Source data
___
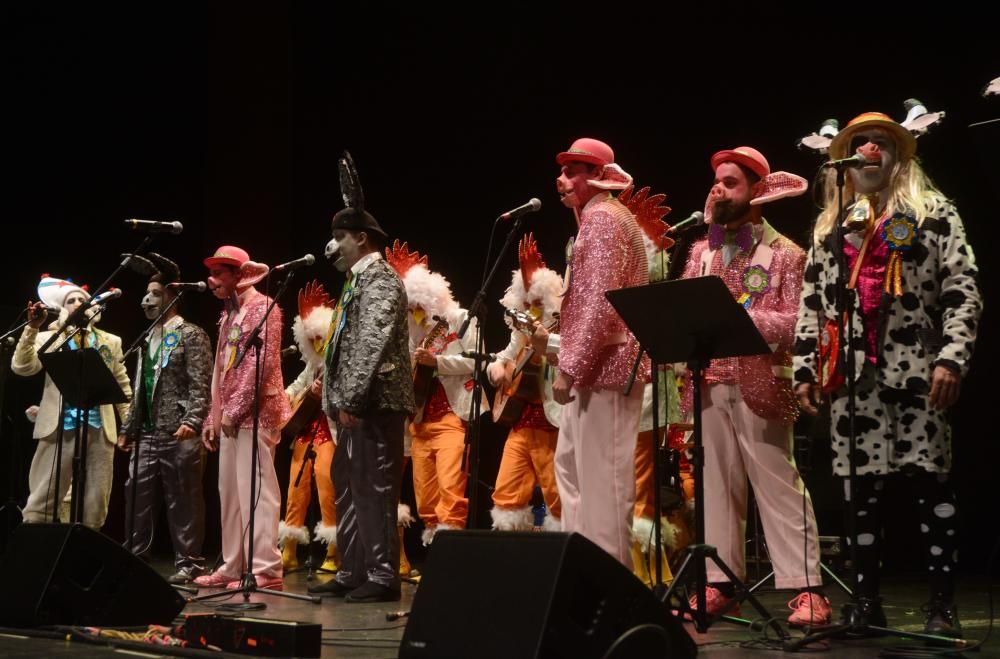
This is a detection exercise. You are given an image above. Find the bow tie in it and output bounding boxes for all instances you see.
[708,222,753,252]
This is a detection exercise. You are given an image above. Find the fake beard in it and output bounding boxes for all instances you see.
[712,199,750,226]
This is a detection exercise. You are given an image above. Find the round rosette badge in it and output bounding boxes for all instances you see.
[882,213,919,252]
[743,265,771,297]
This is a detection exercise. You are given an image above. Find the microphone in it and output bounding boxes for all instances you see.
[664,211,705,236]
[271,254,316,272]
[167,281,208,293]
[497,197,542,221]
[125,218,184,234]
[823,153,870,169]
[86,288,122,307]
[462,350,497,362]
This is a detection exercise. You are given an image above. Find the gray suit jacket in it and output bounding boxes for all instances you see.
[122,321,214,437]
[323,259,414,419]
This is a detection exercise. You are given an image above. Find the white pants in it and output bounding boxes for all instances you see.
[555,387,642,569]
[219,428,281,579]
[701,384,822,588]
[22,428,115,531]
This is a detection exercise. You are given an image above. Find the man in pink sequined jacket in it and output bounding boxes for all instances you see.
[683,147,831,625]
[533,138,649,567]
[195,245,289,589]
___
Task requirements ▸ Collect every line in the records above that contains the string "boxes".

Task solution ▸
This is a detection exercise. You are given an image above. Find the bow tie in it and output bounding boxes for all instances you see.
This is a detection exercise. You are given an image above. Find the fake beard in it and output bounding boxes for all instances you see.
This is a detection exercise. You are given an image above. Find the round rosette badge in it and output bounding boxes for all instances you see.
This is a detection exercise. You are given an image above. Find the microphone in it and output bounding boxes for all instances you see.
This is a detection exercise. You are given an image above. Find the gray suit jacket in it and output bounding boxes for all instances you see.
This is a detection exercise. You are given an image above. Find the white pants in it and output bounding boxes for all instances you see.
This is a detection exercise. You are given an image above. Find the man in pink sequined jacket in it and output bounding boxes for all instances you see.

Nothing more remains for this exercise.